### Your task:
Write out all of the rows below again, substituting "Target" for every instance of "Query" and leaving everything else unchanged.

::: Dataset extract

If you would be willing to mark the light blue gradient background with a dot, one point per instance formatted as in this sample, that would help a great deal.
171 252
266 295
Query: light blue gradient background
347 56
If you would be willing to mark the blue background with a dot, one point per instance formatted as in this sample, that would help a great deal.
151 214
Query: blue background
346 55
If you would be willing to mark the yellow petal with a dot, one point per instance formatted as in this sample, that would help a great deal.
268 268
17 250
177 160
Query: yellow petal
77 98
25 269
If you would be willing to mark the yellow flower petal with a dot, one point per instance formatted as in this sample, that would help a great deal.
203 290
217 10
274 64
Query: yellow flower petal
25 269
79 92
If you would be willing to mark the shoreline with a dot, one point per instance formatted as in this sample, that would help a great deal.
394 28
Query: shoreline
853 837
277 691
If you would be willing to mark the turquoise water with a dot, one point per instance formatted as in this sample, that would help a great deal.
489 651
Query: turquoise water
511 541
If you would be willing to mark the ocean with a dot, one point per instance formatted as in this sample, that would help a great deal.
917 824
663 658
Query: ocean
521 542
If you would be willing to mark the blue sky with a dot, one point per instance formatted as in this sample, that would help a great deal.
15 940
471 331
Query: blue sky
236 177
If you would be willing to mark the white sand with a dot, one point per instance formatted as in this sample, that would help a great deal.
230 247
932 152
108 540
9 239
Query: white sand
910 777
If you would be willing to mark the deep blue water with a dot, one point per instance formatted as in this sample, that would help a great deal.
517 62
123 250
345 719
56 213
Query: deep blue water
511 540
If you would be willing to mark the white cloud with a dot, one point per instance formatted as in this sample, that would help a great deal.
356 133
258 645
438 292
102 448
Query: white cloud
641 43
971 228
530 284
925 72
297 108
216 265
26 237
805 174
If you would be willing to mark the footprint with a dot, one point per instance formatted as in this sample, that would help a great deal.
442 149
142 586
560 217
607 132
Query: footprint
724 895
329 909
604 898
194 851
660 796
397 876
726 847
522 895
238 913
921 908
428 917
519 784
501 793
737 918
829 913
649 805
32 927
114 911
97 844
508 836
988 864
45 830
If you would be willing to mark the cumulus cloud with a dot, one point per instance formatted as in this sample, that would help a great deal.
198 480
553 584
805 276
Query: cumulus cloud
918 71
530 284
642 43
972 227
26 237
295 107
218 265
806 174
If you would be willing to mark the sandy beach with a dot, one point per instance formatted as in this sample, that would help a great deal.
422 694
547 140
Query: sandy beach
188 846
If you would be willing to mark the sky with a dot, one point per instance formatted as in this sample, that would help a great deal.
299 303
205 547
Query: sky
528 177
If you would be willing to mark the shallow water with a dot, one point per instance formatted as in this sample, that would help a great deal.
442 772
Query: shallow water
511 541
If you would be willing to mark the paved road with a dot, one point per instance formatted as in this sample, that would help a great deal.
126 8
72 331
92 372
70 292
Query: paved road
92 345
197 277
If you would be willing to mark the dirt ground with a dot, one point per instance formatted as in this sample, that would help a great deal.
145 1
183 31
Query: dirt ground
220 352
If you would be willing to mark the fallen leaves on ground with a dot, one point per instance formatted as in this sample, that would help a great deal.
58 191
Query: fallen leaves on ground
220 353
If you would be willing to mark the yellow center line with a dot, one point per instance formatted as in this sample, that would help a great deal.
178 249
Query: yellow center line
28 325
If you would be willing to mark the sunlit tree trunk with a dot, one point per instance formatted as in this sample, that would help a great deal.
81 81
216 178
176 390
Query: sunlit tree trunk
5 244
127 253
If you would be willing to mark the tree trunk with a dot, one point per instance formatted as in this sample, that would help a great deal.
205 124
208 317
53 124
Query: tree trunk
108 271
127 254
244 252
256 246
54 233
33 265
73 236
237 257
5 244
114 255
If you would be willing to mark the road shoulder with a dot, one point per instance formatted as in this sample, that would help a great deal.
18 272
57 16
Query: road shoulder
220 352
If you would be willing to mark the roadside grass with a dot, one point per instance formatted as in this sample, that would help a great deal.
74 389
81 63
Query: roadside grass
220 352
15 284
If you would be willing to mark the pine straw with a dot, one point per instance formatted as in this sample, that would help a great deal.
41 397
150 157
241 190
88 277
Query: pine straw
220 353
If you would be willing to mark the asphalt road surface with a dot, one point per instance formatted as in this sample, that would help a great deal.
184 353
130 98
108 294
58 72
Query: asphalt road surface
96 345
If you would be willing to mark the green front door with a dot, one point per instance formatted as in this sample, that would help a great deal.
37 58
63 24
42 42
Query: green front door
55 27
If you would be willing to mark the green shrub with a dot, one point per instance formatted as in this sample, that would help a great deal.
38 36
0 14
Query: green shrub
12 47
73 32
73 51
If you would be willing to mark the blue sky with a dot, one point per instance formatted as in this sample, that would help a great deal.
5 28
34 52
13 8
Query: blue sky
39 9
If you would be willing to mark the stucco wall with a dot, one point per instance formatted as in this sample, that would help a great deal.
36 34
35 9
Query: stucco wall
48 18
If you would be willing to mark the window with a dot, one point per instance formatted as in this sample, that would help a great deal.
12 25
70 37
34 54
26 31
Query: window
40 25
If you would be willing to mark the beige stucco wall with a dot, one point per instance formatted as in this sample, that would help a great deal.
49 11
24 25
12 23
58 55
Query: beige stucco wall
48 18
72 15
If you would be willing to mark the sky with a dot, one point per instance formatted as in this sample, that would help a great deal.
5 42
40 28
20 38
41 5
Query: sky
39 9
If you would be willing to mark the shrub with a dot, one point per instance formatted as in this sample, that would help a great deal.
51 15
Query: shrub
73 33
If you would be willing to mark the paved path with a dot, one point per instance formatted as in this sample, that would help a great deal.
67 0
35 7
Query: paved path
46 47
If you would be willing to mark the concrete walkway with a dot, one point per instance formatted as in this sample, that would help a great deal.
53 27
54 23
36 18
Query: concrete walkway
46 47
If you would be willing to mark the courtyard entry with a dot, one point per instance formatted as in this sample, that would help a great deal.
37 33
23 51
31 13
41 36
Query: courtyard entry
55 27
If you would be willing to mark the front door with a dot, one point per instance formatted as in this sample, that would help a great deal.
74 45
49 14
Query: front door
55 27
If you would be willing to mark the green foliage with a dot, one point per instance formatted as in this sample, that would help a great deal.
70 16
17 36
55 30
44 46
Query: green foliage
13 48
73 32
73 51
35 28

::::::

### Solution to the exercise:
If you would be willing to mark the light blue gradient background with a dot, one point per instance formatted as in this sample, that would help a great deal.
171 252
266 295
Target: light blue gradient background
347 56
If you would be willing to mark the blue background with a dot, one point per instance formatted as in this sample, that would help a great deal.
151 214
Target: blue background
346 55
If you would be willing to mark the yellow petal with a dot, one point per instance formatted as in this sample, that would help a great deal.
268 268
17 250
177 160
Target: yellow petal
77 98
25 269
If you would be willing to mark the yellow flower petal with a dot, one point per instance formatted as in this sample, that would help a great deal.
203 290
217 10
274 64
Target: yellow flower petal
25 269
79 92
If you would be willing to mark the shoreline with a dot, one point per instance formatted as in this sample, that would help a great deal.
394 28
Target: shoreline
853 837
277 691
If you would be willing to mark the turquoise water with a dot, one point per instance formatted as in this sample, that would help a great deal.
489 651
Target: turquoise water
511 541
If you would be willing to mark the ocean with a dot, one point per instance formatted as in this sample, that would help a great deal.
917 824
663 658
Target: ocean
521 542
If you would be willing to mark the blue sky with a dot, one point per instance formatted as in this sample, that would help a great deal.
15 940
471 331
Target: blue sky
236 177
If you would be willing to mark the white sand with a dot, one point per instance formatted as in this sample, that would help a great deal.
230 247
932 152
108 540
9 239
Target: white sand
910 777
If you would be willing to mark the deep blue water with a dot, one point per instance formatted as in this sample, that would help a great deal.
517 62
123 250
345 719
56 213
Target: deep blue water
511 540
If you would be willing to mark the white cloud with a dot, one point per instance formatted as in this sample, that would help a great deal.
356 133
258 645
438 292
102 448
Target: white cloud
641 43
971 228
530 284
925 72
297 108
216 265
26 237
805 174
If you would be willing to mark the footprint with a dot, one point per instance formatted as in this sample, that would help a great deal.
442 149
142 586
560 217
607 132
Target: footprint
724 895
329 909
604 898
194 851
660 796
397 876
726 847
522 895
238 913
921 908
428 917
519 784
501 793
737 918
829 913
649 805
32 927
114 911
97 844
508 836
988 864
45 830
If you would be willing to mark the cumulus cloud with a dot, one point per instance formatted as in this sample, that would help a great deal.
198 480
553 584
805 276
Target: cumulus cloud
918 71
530 284
642 43
972 227
26 237
295 107
218 265
806 174
If you would be willing to mark the sandy beach with a dot, one point per instance formatted as in this sample, that would help a great deal.
422 694
547 140
Target: sandy beach
188 846
If you would be willing to mark the sky with a dot, one point per instance formatted as in this sample, that would help a great deal.
299 303
205 547
Target: sky
528 177
If you would be willing to mark the shallow water with a dot, one point per instance formatted as in this sample, that would help a great deal.
442 772
Target: shallow water
511 541
If you would be willing to mark the paved road with a dot, one point per instance formatted as in this sample, that would help a great deal.
126 8
72 331
92 372
70 292
Target: paved road
92 345
197 277
If you would be willing to mark the dirt ground with a dot, one point per instance formatted as in this sample, that would help a great deal.
145 1
183 31
Target: dirt ground
220 352
If you would be willing to mark the fallen leaves on ground with a dot, one point per instance formatted as in this sample, that would help a great deal.
58 191
Target: fallen leaves on ground
220 353
If you would be willing to mark the yellow center line with a dot, one point per instance formatted as in this sample, that would help a great deal.
178 249
Target: yellow center line
28 325
If you would be willing to mark the sunlit tree trunk with a dot, one point per instance formatted as in this sample, that would help a great deal.
81 81
216 178
176 390
Target: sunlit tree trunk
5 244
127 253
If you would be willing to mark the tree trunk with a dot, one point per instance formatted as in this sample, that would help a great deal.
205 124
208 317
53 124
Target: tree trunk
108 271
127 254
244 252
256 246
54 233
33 265
73 236
237 257
5 244
114 255
If you would be willing to mark the road shoulder with a dot, one point per instance formatted as in this sample, that would help a great deal.
18 272
57 16
Target: road shoulder
220 352
If you would be willing to mark the roadside grass with a dot, one point per instance formatted as in this sample, that would help a great deal.
74 389
81 63
Target: roadside grass
220 352
15 284
If you would be willing to mark the pine straw with a dot, one point per instance formatted as in this sample, that would help a great deal.
41 397
150 157
241 190
88 277
Target: pine straw
220 353
If you would be willing to mark the asphalt road surface with a dot, one point per instance formatted as in this sample, that would help a great deal.
184 353
130 98
108 294
58 72
Target: asphalt road surface
96 345
If you would be willing to mark the green front door with a dot, one point per instance formatted as in this sample, that would help a great deal.
37 58
63 24
42 42
Target: green front door
55 27
If you would be willing to mark the green shrub with a dot, one point per instance formatted as in this sample, that would help a great deal.
38 36
0 14
Target: green shrub
12 47
73 32
73 51
If you would be willing to mark the blue sky with a dot, one point per instance formatted as in this sample, that would help a great deal.
5 28
34 52
13 8
Target: blue sky
39 9
If you would be willing to mark the stucco wall with a dot, one point per instance formatted as in this sample, that would help a great deal.
36 34
35 9
Target: stucco wall
48 18
If you would be willing to mark the window with a dot, one point per instance formatted as in this sample, that would help a great deal.
12 25
70 37
34 54
26 31
Target: window
40 25
If you would be willing to mark the beige stucco wall with a dot, one point per instance formatted as in this sample, that would help a great deal.
49 11
24 25
12 23
58 55
Target: beige stucco wall
48 18
72 15
If you would be willing to mark the sky with a dot, one point per instance formatted as in this sample, that would help a great deal.
5 42
40 28
20 38
41 5
Target: sky
39 9
If you would be willing to mark the shrub with a dot, one point per instance formatted as in this sample, that would help a great deal.
51 15
Target: shrub
73 33
If you would be willing to mark the paved path with a dot, one point per instance formatted as in this sample, that would help a great deal.
67 0
35 7
Target: paved path
46 47
If you would be willing to mark the concrete walkway with a dot, one point per instance formatted as in this sample, that would help a great deal.
53 27
54 23
36 18
Target: concrete walkway
46 47
If you would be willing to mark the courtyard entry with a dot, one point per instance formatted as in this sample, that would help a great deal.
37 33
23 51
31 13
41 36
Target: courtyard entry
55 27
If you would be willing to mark the front door with a dot, one point per instance formatted as in this sample, that would help a great deal.
74 45
49 14
Target: front door
55 27
If you would be willing to mark the green foliage with a dot, one point per instance formatted as in this sample, that would help a great deal.
70 16
17 36
55 30
44 46
Target: green foliage
13 48
73 32
73 51
35 28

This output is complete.